** Opening Data extract block **

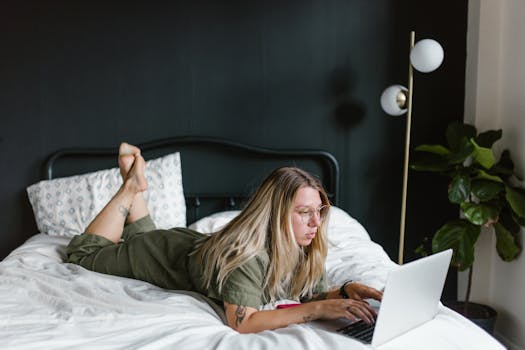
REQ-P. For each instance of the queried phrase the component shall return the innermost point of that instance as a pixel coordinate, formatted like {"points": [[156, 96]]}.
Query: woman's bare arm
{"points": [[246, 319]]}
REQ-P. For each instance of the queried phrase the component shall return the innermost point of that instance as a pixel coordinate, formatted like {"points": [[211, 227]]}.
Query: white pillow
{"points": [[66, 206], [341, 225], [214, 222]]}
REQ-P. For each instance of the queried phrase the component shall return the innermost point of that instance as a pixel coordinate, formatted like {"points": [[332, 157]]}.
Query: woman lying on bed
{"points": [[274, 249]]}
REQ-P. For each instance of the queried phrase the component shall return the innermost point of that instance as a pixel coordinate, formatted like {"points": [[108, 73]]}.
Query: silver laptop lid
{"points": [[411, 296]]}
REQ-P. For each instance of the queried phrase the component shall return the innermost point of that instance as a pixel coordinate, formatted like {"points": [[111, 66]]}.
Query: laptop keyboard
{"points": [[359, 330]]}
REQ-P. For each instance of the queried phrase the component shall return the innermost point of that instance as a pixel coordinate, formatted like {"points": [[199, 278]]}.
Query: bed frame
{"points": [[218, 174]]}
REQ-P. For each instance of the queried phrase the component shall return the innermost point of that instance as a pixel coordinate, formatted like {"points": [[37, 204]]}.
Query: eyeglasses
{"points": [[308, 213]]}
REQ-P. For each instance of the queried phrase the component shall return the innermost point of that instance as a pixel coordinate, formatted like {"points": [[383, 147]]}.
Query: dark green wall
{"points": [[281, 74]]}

** Closing Data extract block **
** Opening Data extract block **

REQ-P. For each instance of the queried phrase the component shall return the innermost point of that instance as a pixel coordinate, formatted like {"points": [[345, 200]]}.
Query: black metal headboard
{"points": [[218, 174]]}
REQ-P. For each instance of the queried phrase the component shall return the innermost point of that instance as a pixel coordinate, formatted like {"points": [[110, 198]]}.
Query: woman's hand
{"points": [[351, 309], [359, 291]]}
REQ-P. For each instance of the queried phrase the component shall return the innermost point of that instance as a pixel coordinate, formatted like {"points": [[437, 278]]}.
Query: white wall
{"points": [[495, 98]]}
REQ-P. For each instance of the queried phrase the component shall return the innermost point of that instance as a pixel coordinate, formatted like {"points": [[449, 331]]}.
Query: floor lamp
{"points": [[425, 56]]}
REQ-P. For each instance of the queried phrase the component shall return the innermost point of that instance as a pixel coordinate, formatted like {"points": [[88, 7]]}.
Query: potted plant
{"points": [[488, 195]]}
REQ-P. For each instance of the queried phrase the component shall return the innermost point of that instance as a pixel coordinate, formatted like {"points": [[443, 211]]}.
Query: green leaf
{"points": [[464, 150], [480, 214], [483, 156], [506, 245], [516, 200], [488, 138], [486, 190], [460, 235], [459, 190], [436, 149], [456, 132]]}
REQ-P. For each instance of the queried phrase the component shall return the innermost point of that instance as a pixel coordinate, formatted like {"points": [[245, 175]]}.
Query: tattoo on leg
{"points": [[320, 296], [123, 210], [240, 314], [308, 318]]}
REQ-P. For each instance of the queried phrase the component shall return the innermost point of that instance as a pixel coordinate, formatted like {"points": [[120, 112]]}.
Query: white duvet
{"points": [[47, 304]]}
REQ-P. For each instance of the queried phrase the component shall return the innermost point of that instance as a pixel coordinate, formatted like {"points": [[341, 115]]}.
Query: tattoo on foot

** Closing Data extract block **

Within the data above, the lines from the one with "Query: white wall" to the one with "Query: tattoo on foot" must be repeated exactly; no other line belongs in the answer.

__Your solution__:
Query: white wall
{"points": [[495, 98]]}
REQ-P. For each instance of the queried phrase the component shall return the innermost point of that instance as a pixel coordinate, formatted like {"points": [[449, 331]]}.
Query: floor lamp
{"points": [[425, 56]]}
REQ-P. For each instance of the queried phrase the component shall return the innermost point of that instance as a pixel coordinate, formatted like {"points": [[88, 7]]}.
Query: potted plant
{"points": [[488, 195]]}
REQ-P. For each instance of the queried phrase the component shall return the innermost point of that instance as a pixel coordinate, formatted like {"points": [[443, 211]]}.
Query: green leaf
{"points": [[464, 150], [480, 214], [483, 156], [506, 245], [516, 200], [488, 138], [486, 190], [460, 235], [459, 190], [436, 149], [456, 132]]}
REQ-P. For each instance of the queried phrase the component shall return the innermost point of that instance as a pixel coordinate, formatted like {"points": [[245, 175]]}.
Query: tattoo on leg
{"points": [[320, 296], [123, 210], [240, 314], [308, 318]]}
REQ-P. For each instance of the queried phrase the component shall return the innermost point of that instance as a pixel coordinate, formatted like {"points": [[120, 112]]}.
Query: white duvet
{"points": [[47, 304]]}
REQ-P. For each instance of the queried phrase the component shall return the innermost point of that instance as a pixel coordinate, formatted like {"points": [[341, 115]]}.
Query: tattoo on foot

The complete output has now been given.